> Okuma Metni:
□ □ □
Türkiye’nin en büyük yaralarından biri olan kadına yönelik şiddet ve kadın cinayetleri tablosu giderek ağırlaşıyor. Kadın cinayetleri konusu hemen her gün bir ya da birden fazla haberle gündeme gelmeye devam ediyor.
Türkiye’nin en büyük yaralarından biri olan kadına yönelik şiddet ve kadın cinayetleri tablosu giderek ağırlaşıyor. Kadın cinayetleri konusu hemen her gün bir ya da birden fazla haberle gündeme gelmeye devam ediyor.
□ □ □
> Veri Kayıtları:
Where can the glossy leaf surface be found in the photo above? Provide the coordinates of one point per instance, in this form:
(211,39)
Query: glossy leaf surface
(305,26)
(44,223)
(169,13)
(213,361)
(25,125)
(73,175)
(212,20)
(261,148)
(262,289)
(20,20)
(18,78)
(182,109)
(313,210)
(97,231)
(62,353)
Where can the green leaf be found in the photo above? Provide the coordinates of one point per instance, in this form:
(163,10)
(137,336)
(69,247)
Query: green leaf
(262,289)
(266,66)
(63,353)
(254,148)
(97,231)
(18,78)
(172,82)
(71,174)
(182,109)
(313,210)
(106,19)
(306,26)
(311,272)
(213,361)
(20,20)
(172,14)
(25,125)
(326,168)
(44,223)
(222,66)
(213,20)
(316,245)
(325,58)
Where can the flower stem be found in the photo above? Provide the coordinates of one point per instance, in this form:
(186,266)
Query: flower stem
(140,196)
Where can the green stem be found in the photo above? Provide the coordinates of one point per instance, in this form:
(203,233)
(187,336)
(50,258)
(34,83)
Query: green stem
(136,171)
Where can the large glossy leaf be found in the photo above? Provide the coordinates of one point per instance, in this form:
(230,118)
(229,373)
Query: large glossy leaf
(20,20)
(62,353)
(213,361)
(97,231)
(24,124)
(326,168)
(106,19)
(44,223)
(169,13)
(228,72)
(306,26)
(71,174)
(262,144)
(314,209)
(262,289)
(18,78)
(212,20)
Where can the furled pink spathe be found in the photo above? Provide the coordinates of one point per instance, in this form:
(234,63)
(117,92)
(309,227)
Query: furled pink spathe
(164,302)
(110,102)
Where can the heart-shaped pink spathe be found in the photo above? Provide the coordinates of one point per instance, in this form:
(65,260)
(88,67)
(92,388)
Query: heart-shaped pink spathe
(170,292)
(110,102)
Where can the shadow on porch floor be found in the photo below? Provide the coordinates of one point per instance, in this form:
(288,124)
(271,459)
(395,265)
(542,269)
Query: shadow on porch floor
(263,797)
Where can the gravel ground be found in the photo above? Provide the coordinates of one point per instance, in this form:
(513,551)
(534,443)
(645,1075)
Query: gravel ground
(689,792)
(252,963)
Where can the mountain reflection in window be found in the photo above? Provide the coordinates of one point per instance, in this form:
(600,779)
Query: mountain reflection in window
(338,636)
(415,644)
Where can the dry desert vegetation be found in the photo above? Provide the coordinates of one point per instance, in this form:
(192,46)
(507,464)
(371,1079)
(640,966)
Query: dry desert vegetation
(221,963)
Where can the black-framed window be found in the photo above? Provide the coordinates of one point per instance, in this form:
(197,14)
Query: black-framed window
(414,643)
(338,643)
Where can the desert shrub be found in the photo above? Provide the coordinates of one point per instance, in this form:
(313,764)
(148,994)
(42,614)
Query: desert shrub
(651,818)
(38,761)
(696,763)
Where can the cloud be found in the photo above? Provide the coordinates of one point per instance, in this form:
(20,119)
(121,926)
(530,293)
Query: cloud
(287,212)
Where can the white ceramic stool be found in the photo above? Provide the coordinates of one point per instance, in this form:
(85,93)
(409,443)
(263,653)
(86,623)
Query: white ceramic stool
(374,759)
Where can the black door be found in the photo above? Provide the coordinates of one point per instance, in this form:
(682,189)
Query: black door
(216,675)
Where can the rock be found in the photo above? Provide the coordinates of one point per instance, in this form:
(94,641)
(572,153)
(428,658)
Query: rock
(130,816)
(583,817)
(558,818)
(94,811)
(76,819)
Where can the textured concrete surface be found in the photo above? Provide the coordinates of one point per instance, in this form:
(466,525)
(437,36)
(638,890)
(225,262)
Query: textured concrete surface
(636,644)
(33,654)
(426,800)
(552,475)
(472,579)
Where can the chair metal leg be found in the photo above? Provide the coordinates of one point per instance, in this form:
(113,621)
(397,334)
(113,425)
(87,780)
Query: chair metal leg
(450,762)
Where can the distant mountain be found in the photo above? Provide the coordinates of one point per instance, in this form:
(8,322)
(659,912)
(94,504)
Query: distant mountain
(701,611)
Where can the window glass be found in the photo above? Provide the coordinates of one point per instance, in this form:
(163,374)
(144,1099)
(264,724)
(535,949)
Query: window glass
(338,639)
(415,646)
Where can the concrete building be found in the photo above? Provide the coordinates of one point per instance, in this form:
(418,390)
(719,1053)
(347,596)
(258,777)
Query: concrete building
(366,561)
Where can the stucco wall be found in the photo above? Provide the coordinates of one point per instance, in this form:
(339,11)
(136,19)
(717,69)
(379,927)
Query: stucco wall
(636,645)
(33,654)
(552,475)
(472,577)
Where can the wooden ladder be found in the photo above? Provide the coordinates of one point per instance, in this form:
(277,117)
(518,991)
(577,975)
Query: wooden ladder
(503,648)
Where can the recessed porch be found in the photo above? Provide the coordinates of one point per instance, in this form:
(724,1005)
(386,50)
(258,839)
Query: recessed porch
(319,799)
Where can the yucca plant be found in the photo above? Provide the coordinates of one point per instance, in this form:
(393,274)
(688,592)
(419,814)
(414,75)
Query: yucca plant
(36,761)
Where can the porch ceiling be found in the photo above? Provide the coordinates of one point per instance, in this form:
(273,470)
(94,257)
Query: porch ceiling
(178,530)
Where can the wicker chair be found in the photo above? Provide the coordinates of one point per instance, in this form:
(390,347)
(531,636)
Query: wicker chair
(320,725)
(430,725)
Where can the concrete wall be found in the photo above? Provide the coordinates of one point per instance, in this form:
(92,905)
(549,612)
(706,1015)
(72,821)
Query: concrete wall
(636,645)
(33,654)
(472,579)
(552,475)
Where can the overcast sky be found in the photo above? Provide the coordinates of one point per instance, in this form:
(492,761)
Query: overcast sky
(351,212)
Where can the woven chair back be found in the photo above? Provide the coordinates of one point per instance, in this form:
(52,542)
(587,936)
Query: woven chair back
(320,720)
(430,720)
□ □ □
> Yazılı Alıştırma 1:
Aşağıdaki ifadelerin okuma metniyle uyuşup uyuşmadığını belirtin. Her biri için evet ya da hayır deyin ve kararı belirleyen sözcükleri metinden aynen alıntılayın.
(a) Kadına yönelik şiddet tablosu giderek hafifliyor.
(b) Kadın cinayetleri konusu hemen her gün haberlerle gündeme geliyor.
(c) Kadına yönelik şiddet, Türkiye’nin en büyük yaralarından biri olarak nitelendiriliyor.
> Yazılı Alıştırma 2: Okuma metnine göre kadın cinayetleri konusu ne sıklıkla gündeme geliyor?
Lütfen yalnızca okuma metnindeki bilgilere dayanın.

> Çıktı 1:
(a) Hayır: "tablosu giderek ağırlaşıyor"
(b) Evet: "hemen her gün bir ya da birden fazla haberle gündeme gelmeye devam ediyor"
(c) Evet: "Türkiye’nin en büyük yaralarından biri olan kadına yönelik şiddet"

> Çıktı 2: Hemen her gün, bir ya da birden fazla haberle.